■ Short problem:
Look for "TARGET: white line marking" in the listing below, then copy exactly the line it appears in and all lines after it to the end, and nothing more.

■ Given records:
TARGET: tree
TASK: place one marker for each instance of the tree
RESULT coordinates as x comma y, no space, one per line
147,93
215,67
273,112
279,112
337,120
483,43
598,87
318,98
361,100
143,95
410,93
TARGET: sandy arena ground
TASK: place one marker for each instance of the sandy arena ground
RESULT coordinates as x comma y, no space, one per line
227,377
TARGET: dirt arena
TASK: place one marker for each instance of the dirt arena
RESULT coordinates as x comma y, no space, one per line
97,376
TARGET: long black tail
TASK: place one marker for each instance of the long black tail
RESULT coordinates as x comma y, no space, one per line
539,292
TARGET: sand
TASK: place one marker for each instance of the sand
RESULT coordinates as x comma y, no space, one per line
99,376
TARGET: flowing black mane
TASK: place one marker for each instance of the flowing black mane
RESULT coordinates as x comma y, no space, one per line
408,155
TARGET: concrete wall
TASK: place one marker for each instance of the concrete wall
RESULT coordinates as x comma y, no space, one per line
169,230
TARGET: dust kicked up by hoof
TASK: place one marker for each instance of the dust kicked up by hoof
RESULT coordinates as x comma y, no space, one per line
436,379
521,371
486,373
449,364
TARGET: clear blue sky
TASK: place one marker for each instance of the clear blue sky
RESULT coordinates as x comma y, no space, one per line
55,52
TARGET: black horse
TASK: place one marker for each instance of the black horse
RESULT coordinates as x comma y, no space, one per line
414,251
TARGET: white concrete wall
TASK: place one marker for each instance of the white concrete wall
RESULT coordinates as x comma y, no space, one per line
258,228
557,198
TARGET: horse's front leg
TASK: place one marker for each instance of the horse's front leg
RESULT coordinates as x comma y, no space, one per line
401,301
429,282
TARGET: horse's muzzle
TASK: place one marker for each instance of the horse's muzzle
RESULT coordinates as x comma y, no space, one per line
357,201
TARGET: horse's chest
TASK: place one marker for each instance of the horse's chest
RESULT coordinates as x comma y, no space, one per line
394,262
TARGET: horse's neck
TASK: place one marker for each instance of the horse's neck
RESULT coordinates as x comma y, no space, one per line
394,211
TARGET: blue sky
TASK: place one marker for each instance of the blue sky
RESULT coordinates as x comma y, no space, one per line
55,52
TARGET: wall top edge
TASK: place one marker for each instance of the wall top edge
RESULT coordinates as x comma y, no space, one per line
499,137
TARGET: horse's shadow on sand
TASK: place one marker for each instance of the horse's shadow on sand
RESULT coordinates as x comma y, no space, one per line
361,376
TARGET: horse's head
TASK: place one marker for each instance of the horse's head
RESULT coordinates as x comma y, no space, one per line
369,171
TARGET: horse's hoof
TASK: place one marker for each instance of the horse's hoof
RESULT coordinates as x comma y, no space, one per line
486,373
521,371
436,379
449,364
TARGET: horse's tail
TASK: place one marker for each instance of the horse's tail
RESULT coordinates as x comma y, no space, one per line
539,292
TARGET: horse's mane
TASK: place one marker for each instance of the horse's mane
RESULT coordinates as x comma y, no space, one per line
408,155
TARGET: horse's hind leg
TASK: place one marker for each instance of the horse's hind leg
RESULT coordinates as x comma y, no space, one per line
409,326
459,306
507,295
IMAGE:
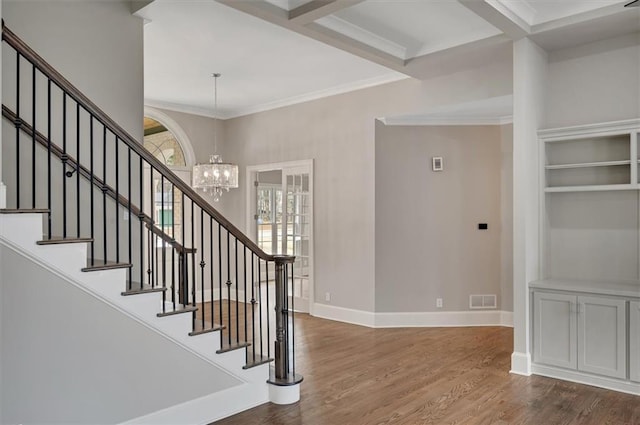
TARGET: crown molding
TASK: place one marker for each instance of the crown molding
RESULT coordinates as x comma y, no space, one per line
235,113
443,121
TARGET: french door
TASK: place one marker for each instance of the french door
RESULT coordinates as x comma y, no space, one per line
282,220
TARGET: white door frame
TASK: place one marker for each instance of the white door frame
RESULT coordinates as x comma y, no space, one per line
252,171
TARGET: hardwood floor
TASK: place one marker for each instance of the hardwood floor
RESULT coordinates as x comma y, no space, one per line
356,375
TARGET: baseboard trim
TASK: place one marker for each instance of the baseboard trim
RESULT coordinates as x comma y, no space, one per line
586,379
520,363
414,319
346,315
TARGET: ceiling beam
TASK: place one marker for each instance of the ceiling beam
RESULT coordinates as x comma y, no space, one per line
477,53
271,13
500,17
317,9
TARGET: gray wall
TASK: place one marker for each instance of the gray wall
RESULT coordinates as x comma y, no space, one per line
70,358
96,45
339,134
428,244
593,83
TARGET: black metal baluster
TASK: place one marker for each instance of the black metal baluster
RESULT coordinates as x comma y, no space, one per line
220,277
211,283
117,160
285,313
253,304
291,343
228,283
18,124
91,187
237,292
266,266
48,158
183,263
164,255
173,246
104,191
193,257
141,218
77,167
33,137
156,271
259,310
246,335
130,230
64,164
202,265
151,225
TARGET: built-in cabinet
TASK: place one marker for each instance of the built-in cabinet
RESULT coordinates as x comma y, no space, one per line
634,341
584,333
585,314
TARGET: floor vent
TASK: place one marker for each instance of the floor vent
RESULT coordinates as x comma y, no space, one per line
482,301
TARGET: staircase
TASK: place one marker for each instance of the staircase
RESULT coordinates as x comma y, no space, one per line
78,221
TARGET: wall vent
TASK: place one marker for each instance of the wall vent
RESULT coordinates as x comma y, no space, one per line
482,301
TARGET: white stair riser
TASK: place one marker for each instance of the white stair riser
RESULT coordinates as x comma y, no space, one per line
21,229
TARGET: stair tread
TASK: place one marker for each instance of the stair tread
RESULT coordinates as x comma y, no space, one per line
105,265
24,211
135,288
179,309
54,240
198,329
226,347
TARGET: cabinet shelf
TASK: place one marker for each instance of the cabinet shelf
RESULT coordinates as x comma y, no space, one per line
588,164
620,288
591,188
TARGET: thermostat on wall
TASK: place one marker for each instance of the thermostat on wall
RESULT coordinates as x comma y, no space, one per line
436,163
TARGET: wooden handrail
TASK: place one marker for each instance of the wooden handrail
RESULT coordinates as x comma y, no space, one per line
84,172
43,66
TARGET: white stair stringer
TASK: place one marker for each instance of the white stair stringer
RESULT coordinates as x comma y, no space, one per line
20,232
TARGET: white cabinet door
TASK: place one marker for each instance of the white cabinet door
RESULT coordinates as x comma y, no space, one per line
634,335
554,329
602,332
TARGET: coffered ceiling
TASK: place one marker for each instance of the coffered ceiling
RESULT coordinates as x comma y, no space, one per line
277,52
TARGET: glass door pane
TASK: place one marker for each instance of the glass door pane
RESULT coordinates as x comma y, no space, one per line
297,238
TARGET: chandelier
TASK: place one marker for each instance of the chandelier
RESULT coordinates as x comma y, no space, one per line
217,176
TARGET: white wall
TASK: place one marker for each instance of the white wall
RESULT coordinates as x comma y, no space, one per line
596,82
530,84
506,214
96,45
70,358
428,244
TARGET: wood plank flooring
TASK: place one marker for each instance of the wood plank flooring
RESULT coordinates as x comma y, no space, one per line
360,376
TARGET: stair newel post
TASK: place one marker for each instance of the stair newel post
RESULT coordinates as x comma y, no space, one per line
285,383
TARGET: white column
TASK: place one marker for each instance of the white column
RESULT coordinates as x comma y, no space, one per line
529,86
3,188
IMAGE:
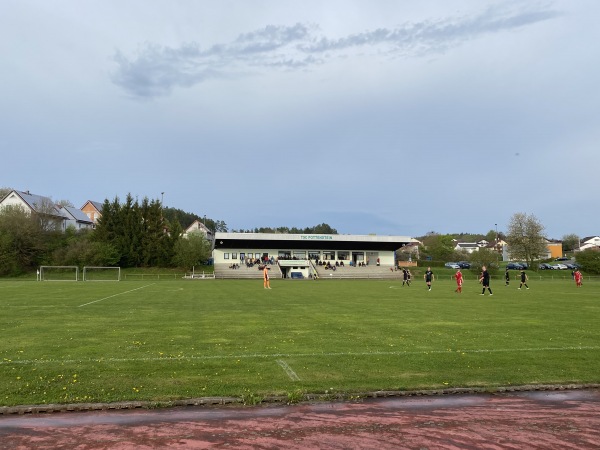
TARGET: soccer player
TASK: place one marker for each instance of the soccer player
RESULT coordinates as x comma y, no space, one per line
429,277
459,279
405,277
578,278
485,281
524,279
266,280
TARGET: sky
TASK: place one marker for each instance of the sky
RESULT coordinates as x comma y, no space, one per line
374,116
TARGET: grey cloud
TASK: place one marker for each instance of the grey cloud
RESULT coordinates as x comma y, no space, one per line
155,71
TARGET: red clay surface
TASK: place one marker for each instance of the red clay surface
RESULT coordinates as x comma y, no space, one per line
522,420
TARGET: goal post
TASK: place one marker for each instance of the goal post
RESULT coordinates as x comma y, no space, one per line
58,273
96,273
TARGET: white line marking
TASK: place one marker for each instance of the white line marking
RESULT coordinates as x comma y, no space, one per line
111,296
293,376
7,361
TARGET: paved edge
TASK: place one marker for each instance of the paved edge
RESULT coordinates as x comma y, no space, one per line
284,400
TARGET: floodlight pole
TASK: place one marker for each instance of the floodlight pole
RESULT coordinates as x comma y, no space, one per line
497,246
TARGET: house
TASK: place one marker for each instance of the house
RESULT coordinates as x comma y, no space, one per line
468,247
589,242
75,217
51,218
93,210
199,227
553,250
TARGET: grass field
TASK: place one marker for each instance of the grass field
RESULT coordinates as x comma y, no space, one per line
65,342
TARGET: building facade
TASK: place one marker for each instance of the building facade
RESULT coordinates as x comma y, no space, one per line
296,252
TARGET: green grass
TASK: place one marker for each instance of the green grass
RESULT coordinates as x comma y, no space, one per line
65,342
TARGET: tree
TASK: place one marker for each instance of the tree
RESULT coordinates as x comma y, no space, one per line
570,242
525,238
439,247
21,241
484,257
191,251
81,251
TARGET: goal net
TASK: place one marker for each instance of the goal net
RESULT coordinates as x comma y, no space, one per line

■ Written answer:
TARGET: white line marking
TASK: place one marker for each instance of the white line marking
RESULT coordinates as x comma y, no space, one per line
111,296
293,376
7,361
TARGET: paved edge
TASK: place one marker for each instance of the paved edge
RESULT coordinates as x comma y, no space, one per line
284,400
TARGET: floodlight pole
TASK: place one marker for each instance of the floodlight pole
RESULT coordinates as x comma y, no space, one per line
497,246
TARGET: house
TASK: place one marker for each instance of the house
RESULT coordinates as x comma y, no space, one per line
468,247
589,242
75,217
51,218
93,210
199,227
553,250
TARGET: grass field
TASK: place one marker for each instance of the grass field
RESULT coordinates as x comma y, no space, one per line
65,342
TARGET: building facade
TASK: place one marker for each instance of the building facade
RESULT coordinates as x comma y, no space, one per line
296,252
TARGET: green grass
TASK: place one marker for each instance of the green grass
RESULT coordinates as x comma y, no space, one per line
65,342
TARGET: tree
TASK: place one marker for each instance of the tree
RESULT coordinates as x comma y, no space, one per line
570,242
525,238
439,247
21,241
484,257
191,251
81,251
TARGET: goal net
TASK: place one marker for each instance of the goal net
RESULT coordinates as x comma y, no space, one per line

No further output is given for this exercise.